How to complete this task:
Count the lines in the entries that contain "floral". Say the number and nothing more.

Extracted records
* * *

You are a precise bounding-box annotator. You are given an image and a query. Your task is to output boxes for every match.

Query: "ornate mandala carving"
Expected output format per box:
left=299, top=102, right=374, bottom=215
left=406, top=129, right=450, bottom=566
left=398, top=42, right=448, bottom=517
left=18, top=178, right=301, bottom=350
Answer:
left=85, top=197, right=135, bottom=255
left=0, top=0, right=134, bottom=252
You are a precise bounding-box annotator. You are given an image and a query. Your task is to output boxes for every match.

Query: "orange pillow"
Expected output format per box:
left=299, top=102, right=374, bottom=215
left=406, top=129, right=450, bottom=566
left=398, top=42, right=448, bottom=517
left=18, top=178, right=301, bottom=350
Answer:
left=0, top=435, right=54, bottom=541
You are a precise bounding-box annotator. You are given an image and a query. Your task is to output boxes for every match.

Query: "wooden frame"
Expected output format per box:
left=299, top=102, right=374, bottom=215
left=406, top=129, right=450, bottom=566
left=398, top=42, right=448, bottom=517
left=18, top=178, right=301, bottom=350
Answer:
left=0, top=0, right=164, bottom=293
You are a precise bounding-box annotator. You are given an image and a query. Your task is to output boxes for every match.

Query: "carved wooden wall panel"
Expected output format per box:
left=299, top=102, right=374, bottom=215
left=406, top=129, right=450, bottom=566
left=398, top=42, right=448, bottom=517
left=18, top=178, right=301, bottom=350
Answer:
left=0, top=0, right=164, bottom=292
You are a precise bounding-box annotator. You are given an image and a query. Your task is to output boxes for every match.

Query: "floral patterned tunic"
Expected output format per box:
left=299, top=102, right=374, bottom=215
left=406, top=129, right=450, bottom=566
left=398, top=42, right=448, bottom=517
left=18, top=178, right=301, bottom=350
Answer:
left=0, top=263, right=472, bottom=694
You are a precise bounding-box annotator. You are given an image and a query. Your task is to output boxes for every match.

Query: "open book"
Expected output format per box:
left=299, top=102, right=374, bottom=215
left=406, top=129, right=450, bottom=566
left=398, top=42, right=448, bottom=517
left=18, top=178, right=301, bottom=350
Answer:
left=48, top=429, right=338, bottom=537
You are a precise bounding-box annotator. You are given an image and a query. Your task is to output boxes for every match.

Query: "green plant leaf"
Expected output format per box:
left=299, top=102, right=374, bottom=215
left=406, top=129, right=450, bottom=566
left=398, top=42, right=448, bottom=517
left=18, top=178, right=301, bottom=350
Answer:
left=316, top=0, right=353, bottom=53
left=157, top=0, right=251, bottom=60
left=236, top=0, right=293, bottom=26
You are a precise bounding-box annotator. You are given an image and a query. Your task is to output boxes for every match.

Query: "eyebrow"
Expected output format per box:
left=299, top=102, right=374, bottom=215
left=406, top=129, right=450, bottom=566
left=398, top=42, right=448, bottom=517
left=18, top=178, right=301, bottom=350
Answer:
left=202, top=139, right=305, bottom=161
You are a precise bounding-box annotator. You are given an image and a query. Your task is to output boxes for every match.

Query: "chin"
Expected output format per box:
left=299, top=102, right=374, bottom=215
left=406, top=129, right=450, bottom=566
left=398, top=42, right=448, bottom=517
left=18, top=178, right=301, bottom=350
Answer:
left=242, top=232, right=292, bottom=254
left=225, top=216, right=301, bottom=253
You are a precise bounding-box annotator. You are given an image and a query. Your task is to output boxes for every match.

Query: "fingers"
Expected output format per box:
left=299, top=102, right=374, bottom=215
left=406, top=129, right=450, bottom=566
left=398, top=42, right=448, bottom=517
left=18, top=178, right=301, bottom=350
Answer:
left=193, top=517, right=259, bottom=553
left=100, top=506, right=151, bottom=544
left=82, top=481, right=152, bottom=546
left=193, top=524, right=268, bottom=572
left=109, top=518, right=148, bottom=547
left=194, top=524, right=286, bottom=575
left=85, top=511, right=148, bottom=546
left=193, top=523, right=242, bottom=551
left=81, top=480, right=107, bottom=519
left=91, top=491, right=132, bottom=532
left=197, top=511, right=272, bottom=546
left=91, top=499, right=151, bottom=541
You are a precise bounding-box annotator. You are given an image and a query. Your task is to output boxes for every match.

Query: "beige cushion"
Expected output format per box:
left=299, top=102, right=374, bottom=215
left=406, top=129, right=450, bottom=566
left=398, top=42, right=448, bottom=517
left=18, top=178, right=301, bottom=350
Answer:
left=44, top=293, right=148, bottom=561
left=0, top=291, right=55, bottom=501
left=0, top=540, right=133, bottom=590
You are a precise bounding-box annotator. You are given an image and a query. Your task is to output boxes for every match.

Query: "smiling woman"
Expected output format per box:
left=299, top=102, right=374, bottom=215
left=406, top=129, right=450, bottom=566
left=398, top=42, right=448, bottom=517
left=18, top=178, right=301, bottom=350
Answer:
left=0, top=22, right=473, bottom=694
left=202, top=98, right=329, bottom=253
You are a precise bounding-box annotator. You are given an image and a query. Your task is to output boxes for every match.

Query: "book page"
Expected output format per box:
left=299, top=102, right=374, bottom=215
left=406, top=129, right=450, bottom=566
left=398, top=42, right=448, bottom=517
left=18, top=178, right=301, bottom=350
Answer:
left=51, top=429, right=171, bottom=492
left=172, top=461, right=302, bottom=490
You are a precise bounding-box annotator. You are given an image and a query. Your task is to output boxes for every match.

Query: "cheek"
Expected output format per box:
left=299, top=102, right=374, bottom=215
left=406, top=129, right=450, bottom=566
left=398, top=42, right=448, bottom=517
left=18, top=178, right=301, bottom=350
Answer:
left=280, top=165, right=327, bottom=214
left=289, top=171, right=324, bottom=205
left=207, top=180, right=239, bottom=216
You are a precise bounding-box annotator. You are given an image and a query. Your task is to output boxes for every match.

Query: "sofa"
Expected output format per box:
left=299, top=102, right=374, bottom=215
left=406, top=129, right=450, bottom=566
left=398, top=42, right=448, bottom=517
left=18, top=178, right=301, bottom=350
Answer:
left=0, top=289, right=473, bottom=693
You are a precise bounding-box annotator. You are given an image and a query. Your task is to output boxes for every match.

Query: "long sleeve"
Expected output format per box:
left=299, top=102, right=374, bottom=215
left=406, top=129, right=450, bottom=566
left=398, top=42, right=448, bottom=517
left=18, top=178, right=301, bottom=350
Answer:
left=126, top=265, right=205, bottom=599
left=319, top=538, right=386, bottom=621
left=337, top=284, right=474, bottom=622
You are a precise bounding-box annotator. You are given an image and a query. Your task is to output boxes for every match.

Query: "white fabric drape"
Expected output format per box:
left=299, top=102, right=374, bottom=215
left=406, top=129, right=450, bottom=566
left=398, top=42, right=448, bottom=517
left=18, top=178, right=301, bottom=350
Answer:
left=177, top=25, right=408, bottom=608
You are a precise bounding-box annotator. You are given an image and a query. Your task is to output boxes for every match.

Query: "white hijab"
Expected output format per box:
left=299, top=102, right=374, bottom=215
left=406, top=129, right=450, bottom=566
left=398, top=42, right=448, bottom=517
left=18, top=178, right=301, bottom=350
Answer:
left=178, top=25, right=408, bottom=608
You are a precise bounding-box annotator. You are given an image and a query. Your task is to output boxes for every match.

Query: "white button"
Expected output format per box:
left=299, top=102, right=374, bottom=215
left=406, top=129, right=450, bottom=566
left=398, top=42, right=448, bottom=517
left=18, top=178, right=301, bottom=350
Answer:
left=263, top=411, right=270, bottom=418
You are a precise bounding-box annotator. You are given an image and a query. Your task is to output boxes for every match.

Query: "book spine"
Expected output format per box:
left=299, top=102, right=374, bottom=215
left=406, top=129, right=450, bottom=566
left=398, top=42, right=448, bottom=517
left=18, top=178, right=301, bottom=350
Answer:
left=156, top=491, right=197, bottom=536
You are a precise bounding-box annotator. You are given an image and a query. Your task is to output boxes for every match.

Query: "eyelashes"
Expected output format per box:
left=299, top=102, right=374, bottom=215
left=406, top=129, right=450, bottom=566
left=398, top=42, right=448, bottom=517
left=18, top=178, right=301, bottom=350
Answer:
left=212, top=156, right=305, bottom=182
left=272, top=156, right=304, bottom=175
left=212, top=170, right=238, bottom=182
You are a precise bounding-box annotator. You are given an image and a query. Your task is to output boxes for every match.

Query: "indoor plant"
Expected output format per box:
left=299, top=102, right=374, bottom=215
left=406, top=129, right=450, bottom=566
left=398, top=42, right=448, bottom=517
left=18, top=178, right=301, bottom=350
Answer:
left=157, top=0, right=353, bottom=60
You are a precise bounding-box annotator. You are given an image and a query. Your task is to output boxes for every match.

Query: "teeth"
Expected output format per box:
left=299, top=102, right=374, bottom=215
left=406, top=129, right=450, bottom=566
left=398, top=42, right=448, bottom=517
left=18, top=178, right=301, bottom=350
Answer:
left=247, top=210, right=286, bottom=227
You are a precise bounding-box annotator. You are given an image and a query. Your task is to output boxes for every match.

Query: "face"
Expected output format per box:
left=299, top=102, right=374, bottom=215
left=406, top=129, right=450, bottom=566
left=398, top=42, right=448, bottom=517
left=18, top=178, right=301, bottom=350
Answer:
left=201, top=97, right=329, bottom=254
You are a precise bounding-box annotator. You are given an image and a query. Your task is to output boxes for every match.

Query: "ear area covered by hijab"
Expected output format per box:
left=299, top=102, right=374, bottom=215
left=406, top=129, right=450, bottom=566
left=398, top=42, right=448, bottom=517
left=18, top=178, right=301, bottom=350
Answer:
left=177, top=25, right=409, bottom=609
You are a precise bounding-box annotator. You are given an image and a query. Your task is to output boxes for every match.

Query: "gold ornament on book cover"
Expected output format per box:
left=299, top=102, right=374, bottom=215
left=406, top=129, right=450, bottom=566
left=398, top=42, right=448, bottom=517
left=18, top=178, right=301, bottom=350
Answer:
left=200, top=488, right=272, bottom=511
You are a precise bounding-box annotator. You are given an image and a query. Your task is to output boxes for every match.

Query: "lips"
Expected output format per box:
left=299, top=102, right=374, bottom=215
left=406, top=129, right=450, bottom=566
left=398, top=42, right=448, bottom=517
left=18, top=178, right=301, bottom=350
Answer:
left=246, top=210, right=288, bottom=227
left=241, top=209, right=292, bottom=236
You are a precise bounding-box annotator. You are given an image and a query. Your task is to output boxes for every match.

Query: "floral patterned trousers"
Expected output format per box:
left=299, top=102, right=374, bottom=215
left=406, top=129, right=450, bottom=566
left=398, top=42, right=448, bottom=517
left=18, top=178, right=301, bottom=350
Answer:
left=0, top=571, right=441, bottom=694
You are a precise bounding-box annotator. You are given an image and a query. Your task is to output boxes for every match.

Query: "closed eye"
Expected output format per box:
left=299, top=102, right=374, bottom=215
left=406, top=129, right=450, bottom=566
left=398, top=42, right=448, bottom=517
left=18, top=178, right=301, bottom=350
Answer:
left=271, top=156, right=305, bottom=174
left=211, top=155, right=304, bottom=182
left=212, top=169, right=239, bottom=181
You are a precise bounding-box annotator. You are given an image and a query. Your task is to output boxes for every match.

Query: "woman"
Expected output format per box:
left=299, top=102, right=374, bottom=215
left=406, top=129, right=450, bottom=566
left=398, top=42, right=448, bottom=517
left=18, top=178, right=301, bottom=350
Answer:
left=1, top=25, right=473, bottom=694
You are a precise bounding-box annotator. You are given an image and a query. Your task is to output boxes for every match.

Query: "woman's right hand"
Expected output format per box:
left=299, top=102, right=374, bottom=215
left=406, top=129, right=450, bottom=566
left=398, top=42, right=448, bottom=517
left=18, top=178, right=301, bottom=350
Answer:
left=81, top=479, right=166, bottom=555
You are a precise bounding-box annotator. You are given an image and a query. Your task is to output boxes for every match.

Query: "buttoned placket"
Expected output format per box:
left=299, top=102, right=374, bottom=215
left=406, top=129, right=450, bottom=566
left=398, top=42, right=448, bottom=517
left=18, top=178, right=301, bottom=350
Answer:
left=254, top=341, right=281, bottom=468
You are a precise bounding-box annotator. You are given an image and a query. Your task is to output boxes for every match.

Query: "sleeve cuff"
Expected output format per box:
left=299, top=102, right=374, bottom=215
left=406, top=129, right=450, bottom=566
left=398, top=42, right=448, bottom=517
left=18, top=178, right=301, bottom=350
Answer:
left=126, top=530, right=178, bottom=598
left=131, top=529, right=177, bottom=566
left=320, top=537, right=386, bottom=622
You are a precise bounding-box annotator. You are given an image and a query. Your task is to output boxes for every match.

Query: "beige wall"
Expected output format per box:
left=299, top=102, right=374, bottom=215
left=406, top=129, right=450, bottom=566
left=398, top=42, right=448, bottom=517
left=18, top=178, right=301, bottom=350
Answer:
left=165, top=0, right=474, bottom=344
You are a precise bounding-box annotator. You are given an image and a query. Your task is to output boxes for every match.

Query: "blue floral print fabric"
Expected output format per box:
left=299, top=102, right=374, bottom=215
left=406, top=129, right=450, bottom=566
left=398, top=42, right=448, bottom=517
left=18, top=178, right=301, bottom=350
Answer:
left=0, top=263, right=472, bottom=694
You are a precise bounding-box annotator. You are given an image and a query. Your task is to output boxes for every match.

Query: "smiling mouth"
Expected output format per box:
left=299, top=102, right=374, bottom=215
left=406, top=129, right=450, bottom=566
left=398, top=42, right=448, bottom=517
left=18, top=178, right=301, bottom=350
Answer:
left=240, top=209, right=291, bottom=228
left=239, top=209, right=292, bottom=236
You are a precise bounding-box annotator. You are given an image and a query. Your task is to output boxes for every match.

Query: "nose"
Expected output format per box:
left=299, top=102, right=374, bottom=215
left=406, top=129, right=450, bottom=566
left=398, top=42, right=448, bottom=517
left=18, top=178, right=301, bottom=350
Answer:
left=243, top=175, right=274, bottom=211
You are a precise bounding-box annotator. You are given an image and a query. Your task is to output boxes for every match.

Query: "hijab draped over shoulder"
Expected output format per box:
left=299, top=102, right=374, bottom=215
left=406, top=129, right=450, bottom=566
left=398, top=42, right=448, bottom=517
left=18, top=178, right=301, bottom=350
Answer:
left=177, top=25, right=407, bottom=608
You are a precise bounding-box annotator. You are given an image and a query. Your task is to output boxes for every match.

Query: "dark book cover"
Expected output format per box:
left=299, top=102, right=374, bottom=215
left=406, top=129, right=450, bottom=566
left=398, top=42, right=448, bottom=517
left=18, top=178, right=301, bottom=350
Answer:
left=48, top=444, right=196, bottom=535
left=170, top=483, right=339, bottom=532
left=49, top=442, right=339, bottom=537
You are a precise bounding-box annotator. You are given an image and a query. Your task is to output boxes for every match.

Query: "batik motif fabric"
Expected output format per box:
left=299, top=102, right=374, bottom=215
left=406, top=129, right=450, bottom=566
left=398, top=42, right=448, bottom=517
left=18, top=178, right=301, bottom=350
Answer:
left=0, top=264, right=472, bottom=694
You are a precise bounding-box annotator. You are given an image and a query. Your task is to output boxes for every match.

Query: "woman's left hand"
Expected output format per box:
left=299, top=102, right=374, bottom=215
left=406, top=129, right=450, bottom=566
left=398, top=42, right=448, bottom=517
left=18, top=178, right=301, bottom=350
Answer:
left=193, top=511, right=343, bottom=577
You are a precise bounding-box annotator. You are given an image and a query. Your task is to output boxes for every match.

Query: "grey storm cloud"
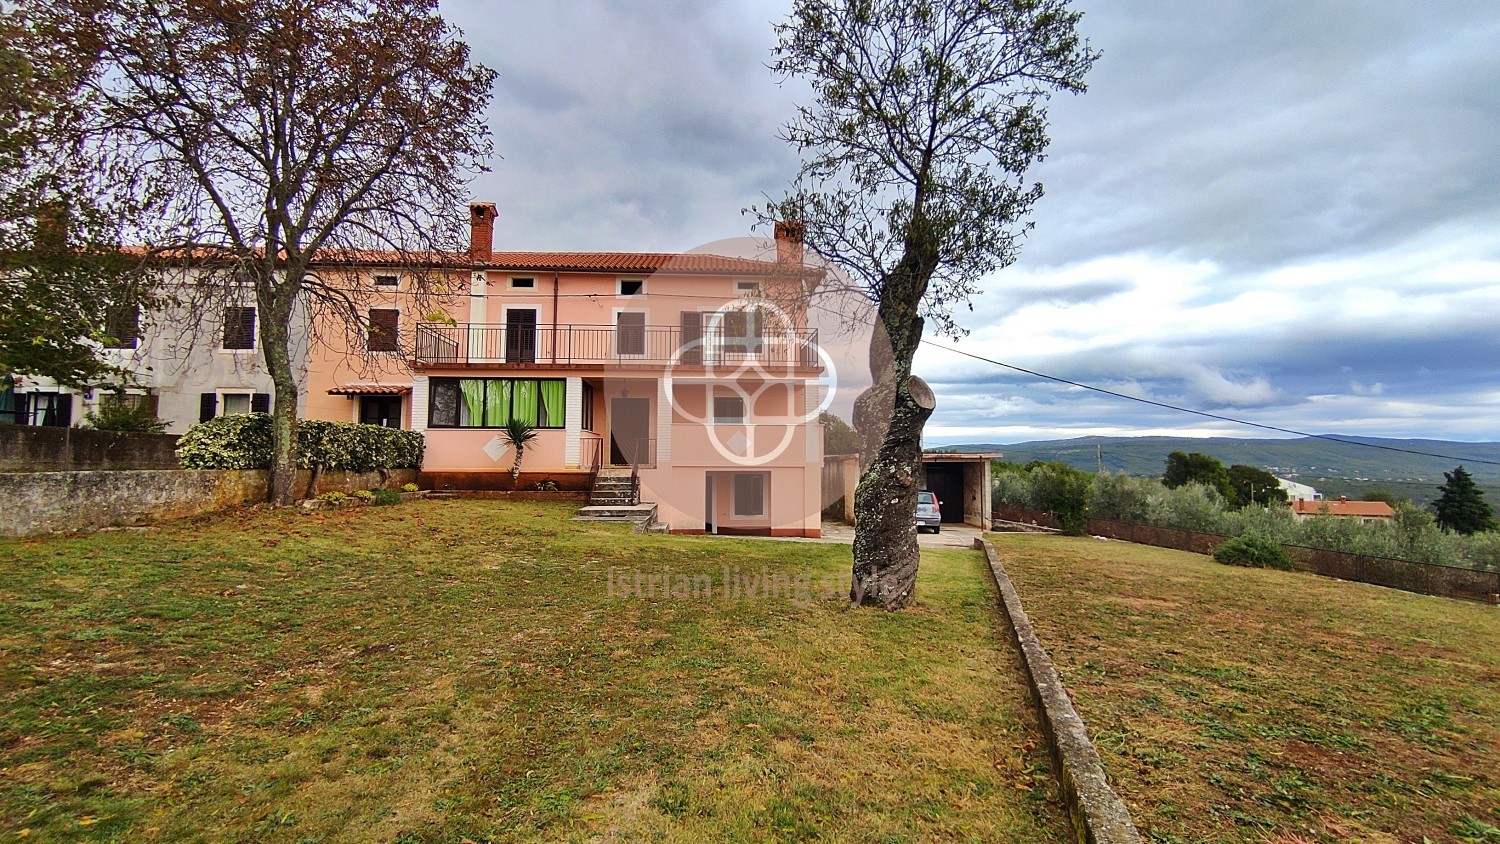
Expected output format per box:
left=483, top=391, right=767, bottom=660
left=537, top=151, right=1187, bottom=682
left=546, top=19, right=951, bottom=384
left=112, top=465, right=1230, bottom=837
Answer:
left=440, top=0, right=1500, bottom=443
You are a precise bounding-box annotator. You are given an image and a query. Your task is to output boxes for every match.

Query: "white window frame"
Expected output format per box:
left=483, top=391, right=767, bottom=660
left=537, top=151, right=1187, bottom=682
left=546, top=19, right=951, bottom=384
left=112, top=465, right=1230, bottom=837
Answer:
left=617, top=277, right=647, bottom=297
left=372, top=272, right=400, bottom=289
left=219, top=305, right=258, bottom=354
left=612, top=308, right=649, bottom=358
left=509, top=276, right=537, bottom=290
left=735, top=280, right=761, bottom=297
left=500, top=305, right=541, bottom=362
left=731, top=472, right=767, bottom=518
left=216, top=389, right=255, bottom=416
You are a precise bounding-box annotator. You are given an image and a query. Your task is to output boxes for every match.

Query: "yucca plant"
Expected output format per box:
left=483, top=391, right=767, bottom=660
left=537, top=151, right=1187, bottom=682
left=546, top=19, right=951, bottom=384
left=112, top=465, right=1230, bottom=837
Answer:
left=500, top=418, right=538, bottom=486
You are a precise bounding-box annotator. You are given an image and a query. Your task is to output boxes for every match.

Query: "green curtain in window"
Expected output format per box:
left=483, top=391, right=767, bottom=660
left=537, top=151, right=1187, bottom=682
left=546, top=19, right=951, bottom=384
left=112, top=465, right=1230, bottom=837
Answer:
left=459, top=379, right=485, bottom=427
left=512, top=379, right=539, bottom=426
left=486, top=380, right=512, bottom=426
left=539, top=380, right=564, bottom=427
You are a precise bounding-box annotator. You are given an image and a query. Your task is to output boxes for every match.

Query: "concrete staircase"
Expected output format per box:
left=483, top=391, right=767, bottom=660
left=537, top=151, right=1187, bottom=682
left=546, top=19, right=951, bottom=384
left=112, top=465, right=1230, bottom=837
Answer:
left=574, top=469, right=665, bottom=530
left=587, top=469, right=637, bottom=507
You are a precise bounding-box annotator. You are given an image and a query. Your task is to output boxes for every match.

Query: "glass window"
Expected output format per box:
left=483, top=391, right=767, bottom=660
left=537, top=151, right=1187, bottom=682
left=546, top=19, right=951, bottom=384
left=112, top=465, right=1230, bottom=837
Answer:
left=373, top=273, right=398, bottom=287
left=221, top=393, right=252, bottom=415
left=581, top=382, right=595, bottom=431
left=733, top=473, right=766, bottom=517
left=619, top=279, right=644, bottom=296
left=360, top=395, right=402, bottom=428
left=713, top=395, right=745, bottom=424
left=428, top=378, right=566, bottom=429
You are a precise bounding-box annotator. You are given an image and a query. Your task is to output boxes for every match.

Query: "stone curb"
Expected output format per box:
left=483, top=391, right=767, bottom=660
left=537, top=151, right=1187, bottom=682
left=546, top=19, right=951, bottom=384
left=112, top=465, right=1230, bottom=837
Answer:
left=974, top=537, right=1143, bottom=844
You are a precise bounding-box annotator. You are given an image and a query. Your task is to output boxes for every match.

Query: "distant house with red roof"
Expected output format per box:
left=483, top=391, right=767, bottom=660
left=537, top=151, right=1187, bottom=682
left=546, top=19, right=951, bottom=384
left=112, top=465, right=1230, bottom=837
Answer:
left=1291, top=495, right=1394, bottom=524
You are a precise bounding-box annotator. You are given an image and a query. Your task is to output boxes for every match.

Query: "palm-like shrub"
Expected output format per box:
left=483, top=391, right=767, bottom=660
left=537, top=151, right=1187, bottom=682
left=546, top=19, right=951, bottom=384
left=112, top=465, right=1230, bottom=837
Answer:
left=500, top=418, right=538, bottom=485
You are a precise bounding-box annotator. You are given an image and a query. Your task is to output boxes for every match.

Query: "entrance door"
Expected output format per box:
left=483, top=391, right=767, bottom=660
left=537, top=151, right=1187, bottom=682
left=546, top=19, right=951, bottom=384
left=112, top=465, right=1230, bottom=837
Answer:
left=704, top=474, right=716, bottom=534
left=925, top=464, right=966, bottom=523
left=609, top=397, right=650, bottom=465
left=505, top=309, right=537, bottom=363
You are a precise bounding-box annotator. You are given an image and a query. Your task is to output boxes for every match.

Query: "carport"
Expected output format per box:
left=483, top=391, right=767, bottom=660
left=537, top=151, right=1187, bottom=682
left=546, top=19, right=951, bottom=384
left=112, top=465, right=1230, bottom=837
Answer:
left=919, top=452, right=999, bottom=530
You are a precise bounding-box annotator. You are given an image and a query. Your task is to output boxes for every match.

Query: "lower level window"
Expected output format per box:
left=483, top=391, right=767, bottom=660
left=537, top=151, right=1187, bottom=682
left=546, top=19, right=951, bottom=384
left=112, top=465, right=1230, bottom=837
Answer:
left=21, top=392, right=72, bottom=427
left=428, top=377, right=565, bottom=428
left=360, top=395, right=403, bottom=428
left=221, top=393, right=253, bottom=415
left=732, top=473, right=766, bottom=517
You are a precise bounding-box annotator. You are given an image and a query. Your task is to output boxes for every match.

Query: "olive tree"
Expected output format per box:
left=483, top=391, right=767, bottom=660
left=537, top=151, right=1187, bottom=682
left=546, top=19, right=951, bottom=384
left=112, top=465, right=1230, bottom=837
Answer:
left=37, top=0, right=495, bottom=503
left=759, top=0, right=1096, bottom=609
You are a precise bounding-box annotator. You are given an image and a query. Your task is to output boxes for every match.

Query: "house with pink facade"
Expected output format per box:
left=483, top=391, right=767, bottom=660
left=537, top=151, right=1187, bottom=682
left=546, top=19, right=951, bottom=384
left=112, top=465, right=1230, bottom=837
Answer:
left=304, top=204, right=829, bottom=537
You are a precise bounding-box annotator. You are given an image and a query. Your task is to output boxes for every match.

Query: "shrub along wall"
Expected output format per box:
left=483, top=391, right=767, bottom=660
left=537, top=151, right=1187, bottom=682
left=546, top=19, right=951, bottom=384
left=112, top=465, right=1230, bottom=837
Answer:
left=995, top=505, right=1500, bottom=604
left=176, top=413, right=424, bottom=472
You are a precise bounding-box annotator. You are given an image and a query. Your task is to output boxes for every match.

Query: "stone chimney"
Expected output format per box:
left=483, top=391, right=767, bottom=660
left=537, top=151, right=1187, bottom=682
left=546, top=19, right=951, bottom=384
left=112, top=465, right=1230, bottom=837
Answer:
left=469, top=202, right=498, bottom=262
left=35, top=201, right=70, bottom=252
left=774, top=220, right=804, bottom=266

* * *

Answer to this problem:
3